> [Article]
Posted on 10/27/2002 5:45:12 PM PST by stainlessbanner
OXFORD, Miss., Oct. 21 This was no everyday summit conference. For a start, there were a lot more bluejeans than pinstripe suits.
There were dire predictions, of course, and the requisite amount of pointing with alarm. But instead of conference rooms perfumed with cigar and cigarette smoke, there were tents perfumed with oak and hickory smoke, and instead of a final communiqué full of dependent clauses, there was a final speech by Calvin Trillin of The New Yorker, full of one-liners.
More than 300 people, mostly Southerners, some more knowledgeable than others, gathered on the campus of Ole Miss last weekend to praise barbecue, argue about barbecue and gorge on barbecue, which one overexcited speaker described as "the only truly American food." That completely baffled those in the crowd who had never before contemplated the foreign origins of gumbo, cornbread and the P.B.&J.
It was the fifth and largest annual conference sponsored by the Southern Foodways Alliance, a multiracial group devoted to the preservation of traditional regional cooking, both high-falutin' and low-down. The alliance operates under the aegis of the Center for the Study of Southern Culture at the University of Mississippi.
Culinary authorities shed heat, if not necessarily light, on exactly the kinds of questions that baffle diplomats. Precisely where, for instance, is the border between Down East and Piedmont barbecue in North Carolina? That line proved every bit as difficult to define as the one between India and Pakistan in Kashmir.
Age-old questions were revisited: Wood or charcoal? Pork or beef (or mutton or goat)? Chopped or sliced? Sauce based on tomatoes, vinegar or mustard? Sauce on top, sauce on the side, or no sauce at all? And what about side dishes? Coleslaw, baked beans and potato salad, not much controversy there; but what about fries? Are they too tainted by McDonald's?

> [Data]
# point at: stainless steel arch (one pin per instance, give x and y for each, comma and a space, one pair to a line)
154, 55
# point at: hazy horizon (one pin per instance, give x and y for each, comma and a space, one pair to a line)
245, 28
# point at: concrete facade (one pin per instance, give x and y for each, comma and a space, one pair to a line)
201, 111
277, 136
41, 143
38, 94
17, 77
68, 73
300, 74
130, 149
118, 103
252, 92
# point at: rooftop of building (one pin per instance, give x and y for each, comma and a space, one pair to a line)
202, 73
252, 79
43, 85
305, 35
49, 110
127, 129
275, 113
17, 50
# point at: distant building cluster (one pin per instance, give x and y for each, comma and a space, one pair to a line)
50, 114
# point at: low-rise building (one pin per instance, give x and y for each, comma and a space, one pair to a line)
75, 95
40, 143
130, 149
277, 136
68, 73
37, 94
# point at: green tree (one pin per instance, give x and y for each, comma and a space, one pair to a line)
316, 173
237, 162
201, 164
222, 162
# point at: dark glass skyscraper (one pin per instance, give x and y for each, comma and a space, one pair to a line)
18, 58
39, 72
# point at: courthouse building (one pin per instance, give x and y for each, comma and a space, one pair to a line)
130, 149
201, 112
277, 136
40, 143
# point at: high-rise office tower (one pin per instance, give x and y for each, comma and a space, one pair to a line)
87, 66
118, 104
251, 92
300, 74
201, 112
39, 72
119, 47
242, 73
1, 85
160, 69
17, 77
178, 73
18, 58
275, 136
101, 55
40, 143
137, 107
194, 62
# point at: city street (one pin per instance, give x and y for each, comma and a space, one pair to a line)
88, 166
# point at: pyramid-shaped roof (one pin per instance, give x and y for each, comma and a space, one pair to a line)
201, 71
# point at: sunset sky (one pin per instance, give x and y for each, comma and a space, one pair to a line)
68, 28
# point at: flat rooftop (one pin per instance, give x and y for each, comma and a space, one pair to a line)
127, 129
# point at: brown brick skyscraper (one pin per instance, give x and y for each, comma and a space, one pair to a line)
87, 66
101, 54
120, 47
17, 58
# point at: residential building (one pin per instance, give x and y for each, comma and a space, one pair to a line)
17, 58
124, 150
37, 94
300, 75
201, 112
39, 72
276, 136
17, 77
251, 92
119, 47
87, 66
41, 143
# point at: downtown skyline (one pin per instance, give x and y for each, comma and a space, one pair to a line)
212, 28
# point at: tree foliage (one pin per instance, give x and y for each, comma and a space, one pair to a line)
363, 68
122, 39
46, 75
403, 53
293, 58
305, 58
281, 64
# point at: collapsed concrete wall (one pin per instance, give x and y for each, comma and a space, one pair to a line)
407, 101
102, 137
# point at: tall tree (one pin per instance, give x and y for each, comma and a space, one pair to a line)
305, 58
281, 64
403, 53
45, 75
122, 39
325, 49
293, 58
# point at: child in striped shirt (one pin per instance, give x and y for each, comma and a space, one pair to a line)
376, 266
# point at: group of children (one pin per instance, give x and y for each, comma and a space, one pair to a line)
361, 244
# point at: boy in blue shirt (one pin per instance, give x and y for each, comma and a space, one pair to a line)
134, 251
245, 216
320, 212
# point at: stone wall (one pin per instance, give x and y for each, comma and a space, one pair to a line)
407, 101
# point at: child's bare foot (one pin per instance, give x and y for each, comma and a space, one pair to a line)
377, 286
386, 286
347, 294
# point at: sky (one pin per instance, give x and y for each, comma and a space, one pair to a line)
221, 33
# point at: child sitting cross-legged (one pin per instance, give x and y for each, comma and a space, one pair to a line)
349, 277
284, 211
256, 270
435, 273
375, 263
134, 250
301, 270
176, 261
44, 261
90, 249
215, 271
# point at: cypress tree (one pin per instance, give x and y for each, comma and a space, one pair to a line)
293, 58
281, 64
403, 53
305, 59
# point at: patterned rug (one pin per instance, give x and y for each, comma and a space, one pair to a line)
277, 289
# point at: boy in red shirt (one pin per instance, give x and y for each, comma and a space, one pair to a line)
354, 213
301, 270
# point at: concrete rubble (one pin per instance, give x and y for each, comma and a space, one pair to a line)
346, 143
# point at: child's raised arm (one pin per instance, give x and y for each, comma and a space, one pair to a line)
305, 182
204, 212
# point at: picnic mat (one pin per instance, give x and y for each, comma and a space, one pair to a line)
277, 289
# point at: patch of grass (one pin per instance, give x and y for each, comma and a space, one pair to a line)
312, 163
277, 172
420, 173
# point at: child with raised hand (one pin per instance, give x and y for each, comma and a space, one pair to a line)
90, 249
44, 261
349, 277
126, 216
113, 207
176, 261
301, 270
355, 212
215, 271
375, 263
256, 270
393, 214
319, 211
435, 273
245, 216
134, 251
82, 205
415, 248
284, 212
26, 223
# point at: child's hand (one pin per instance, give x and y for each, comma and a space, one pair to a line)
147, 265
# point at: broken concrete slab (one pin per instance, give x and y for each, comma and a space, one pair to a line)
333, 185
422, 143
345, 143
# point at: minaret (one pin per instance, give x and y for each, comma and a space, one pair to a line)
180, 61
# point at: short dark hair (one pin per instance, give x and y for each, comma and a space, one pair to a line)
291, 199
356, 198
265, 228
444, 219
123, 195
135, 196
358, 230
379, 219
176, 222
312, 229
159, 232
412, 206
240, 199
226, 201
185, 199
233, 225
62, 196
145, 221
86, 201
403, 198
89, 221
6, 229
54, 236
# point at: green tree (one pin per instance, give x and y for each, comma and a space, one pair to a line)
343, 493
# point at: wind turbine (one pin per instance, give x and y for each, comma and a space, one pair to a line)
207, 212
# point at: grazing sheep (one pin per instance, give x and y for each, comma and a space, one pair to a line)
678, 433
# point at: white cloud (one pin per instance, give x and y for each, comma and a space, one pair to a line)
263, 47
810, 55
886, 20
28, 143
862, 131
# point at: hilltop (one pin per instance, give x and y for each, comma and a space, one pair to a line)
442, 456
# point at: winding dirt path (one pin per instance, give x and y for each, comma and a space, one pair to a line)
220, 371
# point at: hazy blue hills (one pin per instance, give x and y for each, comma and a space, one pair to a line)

> [Your instructions]
Copy everything in the barbecue article from "Posted on 10/27/2002" down to "full of one-liners.", swapping "bluejeans" for "overalls".

> [The completed task]
Posted on 10/27/2002 5:45:12 PM PST by stainlessbanner
OXFORD, Miss., Oct. 21 This was no everyday summit conference. For a start, there were a lot more overalls than pinstripe suits.
There were dire predictions, of course, and the requisite amount of pointing with alarm. But instead of conference rooms perfumed with cigar and cigarette smoke, there were tents perfumed with oak and hickory smoke, and instead of a final communiqué full of dependent clauses, there was a final speech by Calvin Trillin of The New Yorker, full of one-liners.